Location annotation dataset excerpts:
┌────────

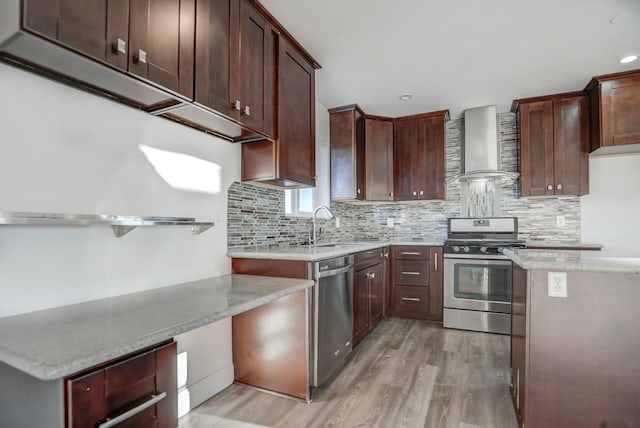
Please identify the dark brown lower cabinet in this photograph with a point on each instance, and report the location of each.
(368, 293)
(574, 359)
(274, 355)
(138, 391)
(417, 282)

└────────

**What you have to do:** Switch "lower cabinet" to "base cabinet" throughout the data above and reproduce every line with nothing else altered. Omit the pictures from your answer.

**Solution below:**
Please identify the dark brown base cabinet in this photograph with a point on each instance, and report the location of each.
(368, 293)
(574, 359)
(274, 355)
(138, 391)
(417, 282)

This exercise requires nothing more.